### Document text
···

Giving a Promise Ring to your Beloved

Tokens of love have existed as long as romantic relationships came to be part of social living. In these days with increasing complexity of relationships, visual symbols of love have also proliferated in number and variety. One of these in contemporary popular culture is the promise ring, and for those of you who wish to know more about it, here is a brief bit about what giving a promise ring to a beloved entails.

What is a promise ring?

Promise rings can mean different things to different people. The most common purpose of giving a promise ring to a beloved is to underline the monogamous nature of the relationship. A promise ring given to a girl or exchanged between a couple indicates that the two are dating each other exclusively. In this sense, it can be seen as a step toward engagement, but does not necessarily mean engagement will follow or the giver of the ring is placing him/herself under any official commitment.

Apart from the romantic connotations of a promise ring, it can also be given to a very close friend as a way of emphasizing and appreciating a deep personal bond.

Yet another use of the promise ring is in the Christian context where it functions as a symbol of abstinence. Also known as a purity ring, this came into fashion in the 1990s, in the conservative Christian churches where girls around ages 13-17 would wear the ring as a mark of their devotion to Jesus and their commitment of abstinence until marriage. The ring may be given to them by a family member (usually the father) at a ceremony in the church in which the girl also takes a vow of chastity until marriage. Alternately, the girl may also choose to purchase the ring herself and wear it as a personal token of her faith. In this context, the promise ring is to be removed by the husband on the wedding day and replaced by a wedding ring.

While some girlfriends can give a promise ring to their male partners, conventionally a promise ring is worn by a woman. Also where it is worn depends on the kind of promise ring it is. Pre-engagement promises are worn on the left or right ring finger. However, in order to avoid confusion with an actual engagement, the right hand is preferred. Monogamy promise rings are again preferably worn on right ring finger so as not to confuse with an engagement ring. Purity promise rings are usually worn on left ring finger and replaced by an actual engagement or wedding ring.

How did the practice come into being?

···

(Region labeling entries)
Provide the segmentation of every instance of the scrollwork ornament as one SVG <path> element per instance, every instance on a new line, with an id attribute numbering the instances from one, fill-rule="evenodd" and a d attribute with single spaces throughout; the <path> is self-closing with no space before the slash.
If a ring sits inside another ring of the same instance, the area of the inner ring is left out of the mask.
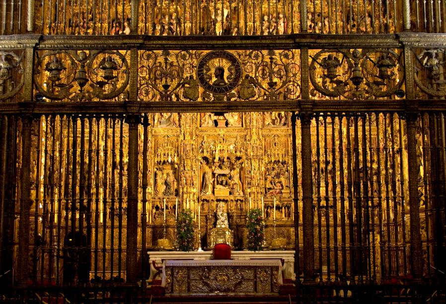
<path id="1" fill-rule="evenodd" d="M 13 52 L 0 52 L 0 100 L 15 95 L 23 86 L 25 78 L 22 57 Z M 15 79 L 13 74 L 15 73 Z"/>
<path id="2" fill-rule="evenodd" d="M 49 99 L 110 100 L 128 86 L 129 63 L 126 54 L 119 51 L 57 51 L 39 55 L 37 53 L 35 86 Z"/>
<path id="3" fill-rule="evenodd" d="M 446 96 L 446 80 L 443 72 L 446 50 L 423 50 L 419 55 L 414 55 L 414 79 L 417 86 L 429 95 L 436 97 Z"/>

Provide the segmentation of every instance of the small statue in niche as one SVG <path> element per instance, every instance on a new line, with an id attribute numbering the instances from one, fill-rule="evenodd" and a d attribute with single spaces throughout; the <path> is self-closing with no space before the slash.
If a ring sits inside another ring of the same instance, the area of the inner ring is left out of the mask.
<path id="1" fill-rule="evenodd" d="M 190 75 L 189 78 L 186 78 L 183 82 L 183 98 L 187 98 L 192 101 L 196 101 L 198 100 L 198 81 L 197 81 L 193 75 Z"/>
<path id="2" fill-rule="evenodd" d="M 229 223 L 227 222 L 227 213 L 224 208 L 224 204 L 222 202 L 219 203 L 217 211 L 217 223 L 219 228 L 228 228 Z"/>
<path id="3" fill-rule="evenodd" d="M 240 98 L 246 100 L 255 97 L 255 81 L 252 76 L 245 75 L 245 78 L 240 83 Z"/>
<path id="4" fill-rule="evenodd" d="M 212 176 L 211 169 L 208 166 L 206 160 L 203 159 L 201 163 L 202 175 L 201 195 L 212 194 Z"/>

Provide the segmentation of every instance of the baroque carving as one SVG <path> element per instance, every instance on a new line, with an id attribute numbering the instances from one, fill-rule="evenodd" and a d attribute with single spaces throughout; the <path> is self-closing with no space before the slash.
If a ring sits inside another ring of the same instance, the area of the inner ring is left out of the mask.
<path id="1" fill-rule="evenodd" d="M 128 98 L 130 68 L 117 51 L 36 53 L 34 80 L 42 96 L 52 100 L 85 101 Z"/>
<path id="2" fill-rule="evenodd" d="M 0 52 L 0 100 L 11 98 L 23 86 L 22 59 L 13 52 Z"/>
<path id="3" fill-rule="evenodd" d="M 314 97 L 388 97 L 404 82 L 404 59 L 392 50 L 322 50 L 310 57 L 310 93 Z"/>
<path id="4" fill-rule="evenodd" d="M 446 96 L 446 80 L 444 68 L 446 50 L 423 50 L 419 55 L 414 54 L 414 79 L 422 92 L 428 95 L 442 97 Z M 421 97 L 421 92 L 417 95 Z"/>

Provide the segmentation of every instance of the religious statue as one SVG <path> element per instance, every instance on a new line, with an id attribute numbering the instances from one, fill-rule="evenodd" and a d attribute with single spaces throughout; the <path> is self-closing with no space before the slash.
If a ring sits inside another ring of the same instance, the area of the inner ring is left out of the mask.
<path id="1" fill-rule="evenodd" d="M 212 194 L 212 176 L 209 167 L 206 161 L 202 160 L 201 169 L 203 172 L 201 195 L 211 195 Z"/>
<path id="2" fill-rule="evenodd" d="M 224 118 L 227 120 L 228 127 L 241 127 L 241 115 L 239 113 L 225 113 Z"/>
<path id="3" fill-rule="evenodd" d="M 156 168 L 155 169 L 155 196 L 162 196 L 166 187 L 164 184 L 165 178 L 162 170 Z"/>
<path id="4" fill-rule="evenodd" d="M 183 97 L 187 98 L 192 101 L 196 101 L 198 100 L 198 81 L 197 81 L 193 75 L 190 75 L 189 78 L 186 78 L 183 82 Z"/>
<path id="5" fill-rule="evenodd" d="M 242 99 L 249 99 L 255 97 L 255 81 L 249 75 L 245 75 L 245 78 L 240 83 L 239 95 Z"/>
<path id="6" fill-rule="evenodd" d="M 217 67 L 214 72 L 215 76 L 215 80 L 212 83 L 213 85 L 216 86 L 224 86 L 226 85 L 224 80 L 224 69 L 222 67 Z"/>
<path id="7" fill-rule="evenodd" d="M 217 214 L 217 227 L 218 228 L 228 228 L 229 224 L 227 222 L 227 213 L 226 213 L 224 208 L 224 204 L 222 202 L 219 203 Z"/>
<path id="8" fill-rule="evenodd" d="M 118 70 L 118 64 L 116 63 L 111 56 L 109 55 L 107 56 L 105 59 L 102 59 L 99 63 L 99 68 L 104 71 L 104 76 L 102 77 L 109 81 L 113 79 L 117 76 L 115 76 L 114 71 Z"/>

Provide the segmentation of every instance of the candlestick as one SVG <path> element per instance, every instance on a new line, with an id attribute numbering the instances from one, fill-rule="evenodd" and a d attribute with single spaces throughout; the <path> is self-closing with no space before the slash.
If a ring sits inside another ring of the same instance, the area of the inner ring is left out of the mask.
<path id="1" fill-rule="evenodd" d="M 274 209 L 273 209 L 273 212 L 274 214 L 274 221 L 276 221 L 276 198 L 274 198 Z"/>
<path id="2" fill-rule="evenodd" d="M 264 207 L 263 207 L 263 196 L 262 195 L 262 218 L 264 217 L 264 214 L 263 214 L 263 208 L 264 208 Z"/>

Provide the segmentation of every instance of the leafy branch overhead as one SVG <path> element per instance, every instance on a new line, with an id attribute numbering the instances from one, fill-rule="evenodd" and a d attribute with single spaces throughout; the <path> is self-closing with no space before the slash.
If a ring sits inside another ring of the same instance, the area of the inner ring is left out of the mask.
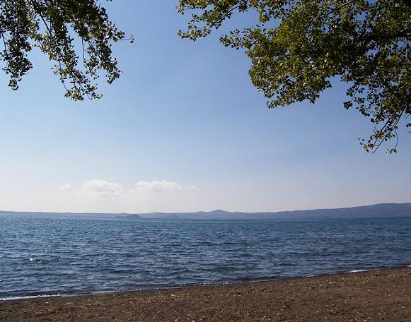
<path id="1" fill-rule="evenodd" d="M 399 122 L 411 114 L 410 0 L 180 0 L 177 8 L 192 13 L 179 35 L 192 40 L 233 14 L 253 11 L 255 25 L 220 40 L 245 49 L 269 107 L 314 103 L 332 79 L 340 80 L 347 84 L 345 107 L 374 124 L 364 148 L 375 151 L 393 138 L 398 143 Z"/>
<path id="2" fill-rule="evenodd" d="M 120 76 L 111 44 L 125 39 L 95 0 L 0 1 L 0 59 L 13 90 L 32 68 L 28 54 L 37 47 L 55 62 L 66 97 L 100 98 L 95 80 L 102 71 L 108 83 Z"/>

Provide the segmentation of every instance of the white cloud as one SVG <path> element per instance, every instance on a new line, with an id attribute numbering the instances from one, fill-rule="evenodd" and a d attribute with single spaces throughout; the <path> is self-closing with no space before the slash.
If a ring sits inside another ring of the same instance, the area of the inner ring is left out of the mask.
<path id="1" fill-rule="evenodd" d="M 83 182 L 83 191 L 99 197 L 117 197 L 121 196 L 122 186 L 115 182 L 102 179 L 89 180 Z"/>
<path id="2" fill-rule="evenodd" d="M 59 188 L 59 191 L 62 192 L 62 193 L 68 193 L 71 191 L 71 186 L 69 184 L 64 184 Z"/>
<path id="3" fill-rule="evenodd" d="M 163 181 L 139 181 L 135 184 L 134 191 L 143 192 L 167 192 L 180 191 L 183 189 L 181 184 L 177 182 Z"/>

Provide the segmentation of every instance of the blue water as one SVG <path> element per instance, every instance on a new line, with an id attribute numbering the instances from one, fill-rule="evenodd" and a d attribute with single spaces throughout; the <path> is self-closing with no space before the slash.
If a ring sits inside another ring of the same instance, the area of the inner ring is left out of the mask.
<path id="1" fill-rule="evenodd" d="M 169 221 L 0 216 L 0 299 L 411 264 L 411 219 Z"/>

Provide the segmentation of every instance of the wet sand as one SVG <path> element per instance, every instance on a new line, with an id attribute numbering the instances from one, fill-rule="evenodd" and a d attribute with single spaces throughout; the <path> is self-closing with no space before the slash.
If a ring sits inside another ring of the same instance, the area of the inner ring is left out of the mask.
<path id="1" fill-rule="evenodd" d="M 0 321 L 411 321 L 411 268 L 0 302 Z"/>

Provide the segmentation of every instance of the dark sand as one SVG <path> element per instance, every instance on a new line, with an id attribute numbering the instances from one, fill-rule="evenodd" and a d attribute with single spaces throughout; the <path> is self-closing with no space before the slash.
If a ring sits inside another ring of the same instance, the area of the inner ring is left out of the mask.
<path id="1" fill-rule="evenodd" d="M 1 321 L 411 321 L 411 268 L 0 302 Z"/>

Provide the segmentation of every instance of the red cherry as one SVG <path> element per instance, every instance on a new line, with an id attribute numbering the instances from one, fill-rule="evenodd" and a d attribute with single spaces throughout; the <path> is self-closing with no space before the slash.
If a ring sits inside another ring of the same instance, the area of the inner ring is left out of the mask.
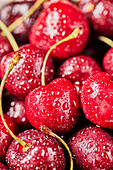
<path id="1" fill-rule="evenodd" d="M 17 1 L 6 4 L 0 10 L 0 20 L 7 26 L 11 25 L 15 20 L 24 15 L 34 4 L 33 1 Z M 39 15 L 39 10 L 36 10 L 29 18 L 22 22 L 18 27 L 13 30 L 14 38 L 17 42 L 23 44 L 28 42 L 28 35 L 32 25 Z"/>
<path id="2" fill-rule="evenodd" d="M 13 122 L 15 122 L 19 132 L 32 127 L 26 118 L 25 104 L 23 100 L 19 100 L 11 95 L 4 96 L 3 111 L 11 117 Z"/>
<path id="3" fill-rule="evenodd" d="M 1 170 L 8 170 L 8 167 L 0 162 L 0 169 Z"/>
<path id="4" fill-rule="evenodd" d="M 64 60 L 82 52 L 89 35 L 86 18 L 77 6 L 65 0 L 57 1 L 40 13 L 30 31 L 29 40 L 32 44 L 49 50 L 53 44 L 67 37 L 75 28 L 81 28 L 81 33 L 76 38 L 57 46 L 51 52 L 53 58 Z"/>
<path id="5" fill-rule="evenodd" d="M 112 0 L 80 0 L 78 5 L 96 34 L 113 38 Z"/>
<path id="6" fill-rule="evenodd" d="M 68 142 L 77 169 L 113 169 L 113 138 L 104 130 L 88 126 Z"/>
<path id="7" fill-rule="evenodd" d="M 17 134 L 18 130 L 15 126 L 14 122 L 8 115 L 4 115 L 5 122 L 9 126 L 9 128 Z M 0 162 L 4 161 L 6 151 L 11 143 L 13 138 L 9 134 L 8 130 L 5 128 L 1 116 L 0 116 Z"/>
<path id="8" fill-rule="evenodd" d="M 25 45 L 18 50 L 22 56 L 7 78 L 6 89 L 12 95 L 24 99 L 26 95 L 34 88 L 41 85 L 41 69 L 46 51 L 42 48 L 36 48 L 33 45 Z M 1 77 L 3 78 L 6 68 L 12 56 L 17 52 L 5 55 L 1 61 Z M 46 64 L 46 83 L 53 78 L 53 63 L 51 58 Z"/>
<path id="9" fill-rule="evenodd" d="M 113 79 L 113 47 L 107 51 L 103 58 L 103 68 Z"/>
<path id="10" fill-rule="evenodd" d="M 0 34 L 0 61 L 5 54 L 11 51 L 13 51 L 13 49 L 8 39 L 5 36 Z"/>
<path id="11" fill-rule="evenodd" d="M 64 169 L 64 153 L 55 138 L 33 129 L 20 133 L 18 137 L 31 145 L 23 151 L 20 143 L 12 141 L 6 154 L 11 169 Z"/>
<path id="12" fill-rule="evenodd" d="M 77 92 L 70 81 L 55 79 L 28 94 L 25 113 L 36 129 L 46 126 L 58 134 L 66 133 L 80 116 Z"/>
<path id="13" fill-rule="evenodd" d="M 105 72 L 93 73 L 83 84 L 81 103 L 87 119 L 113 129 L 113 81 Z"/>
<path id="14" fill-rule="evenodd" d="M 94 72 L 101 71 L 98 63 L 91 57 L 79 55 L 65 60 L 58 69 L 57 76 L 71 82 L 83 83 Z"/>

···

### Exercise requirements
1. Copy from the promise ring text the passage that opens with the words containing "Giving a Promise Ring to your" and closes with "a beloved entails.".
2. According to the promise ring text, in which decade did the purity ring come into fashion?
3. Carry the promise ring text forward from its last line.
The entries are separate from the promise ring text.

### Answers provided
1.
Giving a Promise Ring to your Beloved

Tokens of love have existed as long as romantic relationships came to be part of social living. In these days with increasing complexity of relationships, visual symbols of love have also proliferated in number and variety. One of these in contemporary popular culture is the promise ring, and for those of you who wish to know more about it, here is a brief bit about what giving a promise ring to a beloved entails.

2. The 1990s.

3.
The practice of giving a ring to symbolize a romantic attachment can be traced back to ancient Romans who wore cast iron "betrothal rings" with the name of the couple slated to be married engraved in it. Eventually, like many other aspects of popular culture, this practice too was incorporated into Christianity wherein priests and nuns began to use the ring as a symbol to their commitment to the church and their symbolic marriage to Jesus Christ. Later on at the beginning of modern history, young couples or close friends began giving each other rings as promise of their love or friendship. However promise rings were differentiated from engagement rings firstly as being more affordable and secondly as being less binding on the commitment of marriage.



How to buy a promise ring

If you are lucky to have found the partner of your dreams and what’s more he/she feels the same about you, you are probably thinking of buying a promise ring. Once you have secured the size of your partner’s finger you are ready to hit the stores. These days promise rings come in all different types of styles, from simple bands to ornate settings for gems and diamonds. Choose a silver, gold or platinum ring based on the kind of jewelry normally worn by your beloved. Promise rings can be bought in any of these materials, although the most common material is gold. Then again, think about whether you would like to present a promise ring that sets a diamond or other gem. Choosing a diamond will tell the person that you are very serious about the promise you are making since it is akin to an engagement ring. If your resources are limited or you do not wish to indicate such a strong commitment, a ring set on a birthstone can be a great choice. If the ring is wide enough, engrave it with your initials as well as that of your beloved. And even better idea is to engrave a short phrase - like ‘for my love forever’ or ‘My best friend’ based on the promise you are making to him or her.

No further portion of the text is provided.